* SHORT TASK
Please answer these questions about the UX research career article:
1. On what date, and where, was the article first published?
2. What does the flag in the graphic artwork say?
3. What role at Microsoft does the writer mention becoming?

* DOCUMENT
Graphic artwork: Two people, one male and one female, stand on top of a mountain in hiking clothes. Behind them stands a flag that says UX research

Note: The article was originally published on Nov. 19, 2019, on Medium

Advice for taking your UX research career to the next level

To level up, researchers in mid-career must expand on their current capacities to grow beyond doing good research and become drivers of innovation. Based on my experience hiring for and growing teams, mentoring junior researchers, and developing personally on the way to becoming a principal user research manager at Microsoft, I believe the following characteristics are most important for researchers to build on their way to leveling up.

1. Scientific

The training that most researchers receive in one or more of the social sciences ensures that they are aware of their own biases and assumptions as well as those of their stakeholders and product users. This awareness is a fundamental element of good research, helping stakeholders learn how to be more people-data literate. However, at the next level, a paradox of research arises.

Great researchers understand that sometimes we conduct research to empathize and learn, and sometimes we conduct research using the scientific method for greater precision, because the decisions made from the research have higher consequence to the business or the experience design. To expand one’s capacity, a researcher needs a solid understanding of mixed-method and scientific approaches, regardless of their epistemological heritage (e.g., positivist, postpositivist).

* RECORDED DATA
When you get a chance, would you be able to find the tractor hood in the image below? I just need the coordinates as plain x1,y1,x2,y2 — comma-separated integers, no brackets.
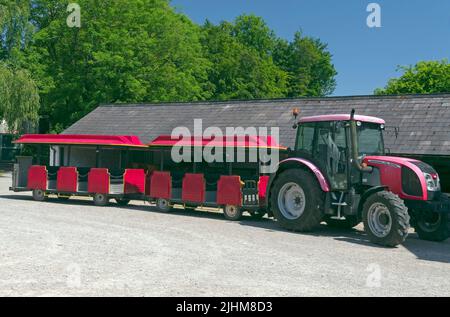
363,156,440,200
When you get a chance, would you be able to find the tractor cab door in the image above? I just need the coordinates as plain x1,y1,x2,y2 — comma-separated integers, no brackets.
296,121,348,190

* EXERCISE ANSWER
1. Nov. 19, 2019, on Medium
2. UX research
3. Principal user research manager